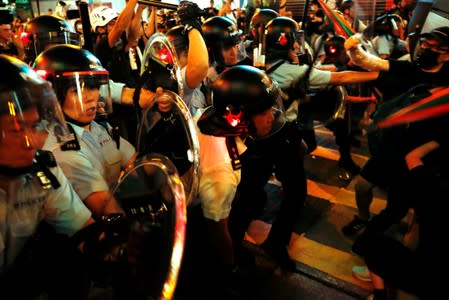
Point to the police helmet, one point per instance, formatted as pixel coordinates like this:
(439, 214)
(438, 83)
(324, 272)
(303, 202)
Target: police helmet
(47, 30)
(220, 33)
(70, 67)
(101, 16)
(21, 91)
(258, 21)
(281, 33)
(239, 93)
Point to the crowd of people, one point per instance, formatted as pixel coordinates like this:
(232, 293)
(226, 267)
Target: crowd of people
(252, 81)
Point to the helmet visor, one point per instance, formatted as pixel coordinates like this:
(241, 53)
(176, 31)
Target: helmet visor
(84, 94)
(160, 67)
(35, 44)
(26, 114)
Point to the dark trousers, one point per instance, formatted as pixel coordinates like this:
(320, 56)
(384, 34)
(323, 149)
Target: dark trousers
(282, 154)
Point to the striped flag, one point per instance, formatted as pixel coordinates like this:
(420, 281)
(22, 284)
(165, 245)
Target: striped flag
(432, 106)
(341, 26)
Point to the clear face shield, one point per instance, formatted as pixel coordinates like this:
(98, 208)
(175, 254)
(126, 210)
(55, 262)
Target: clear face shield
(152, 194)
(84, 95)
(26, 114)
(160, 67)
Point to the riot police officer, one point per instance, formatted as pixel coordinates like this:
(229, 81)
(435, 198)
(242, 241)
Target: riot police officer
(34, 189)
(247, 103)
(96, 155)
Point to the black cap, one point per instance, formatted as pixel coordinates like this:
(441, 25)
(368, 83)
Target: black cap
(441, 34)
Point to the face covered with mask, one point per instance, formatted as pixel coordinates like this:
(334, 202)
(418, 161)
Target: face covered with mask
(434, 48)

**********

### [Exercise aim]
Would you restate the listing word for word without its pictures?

### [Answer for the task]
Point to the police helmet, one point per instance, formatted as pixel coordinates like this:
(439, 214)
(438, 83)
(324, 272)
(303, 202)
Target: police helmet
(47, 30)
(220, 33)
(70, 67)
(101, 16)
(21, 91)
(258, 21)
(281, 33)
(239, 93)
Point to the crowd of people, one point per instance, formatted as pixel coordinates like this:
(232, 293)
(226, 267)
Target: crowd of people
(252, 81)
Point to the helmet visor, one point per instance, formatted as pixel coordinates like this:
(241, 53)
(176, 31)
Target: helmet visor
(84, 94)
(160, 67)
(35, 44)
(26, 114)
Point to the dark trousers, one point per instance, formatted as pixel coordinates like this:
(320, 56)
(384, 34)
(323, 149)
Target: dark trousers
(282, 154)
Point to the striped flag, one point per instance, formatted as pixel coordinates like this:
(420, 281)
(22, 284)
(165, 245)
Target: striped flag
(432, 106)
(341, 26)
Point to the clear face shield, one point per instance, formatted as pixel coordinates like this:
(98, 208)
(175, 254)
(126, 210)
(55, 262)
Target: clear face shield
(152, 194)
(84, 95)
(26, 114)
(160, 67)
Point to the riot police officer, one point per instance, formatted as pixel coordinates like this:
(229, 81)
(435, 198)
(242, 241)
Target: riot police officer
(34, 189)
(247, 103)
(96, 155)
Point to the black cap, one point per instance, formatted as pixel coordinates like this:
(441, 25)
(368, 83)
Target: black cap
(441, 34)
Point to the face covered with mask, one point per instance, formatted as pixel coordinates like this:
(334, 202)
(418, 161)
Target: face covered with mask
(434, 48)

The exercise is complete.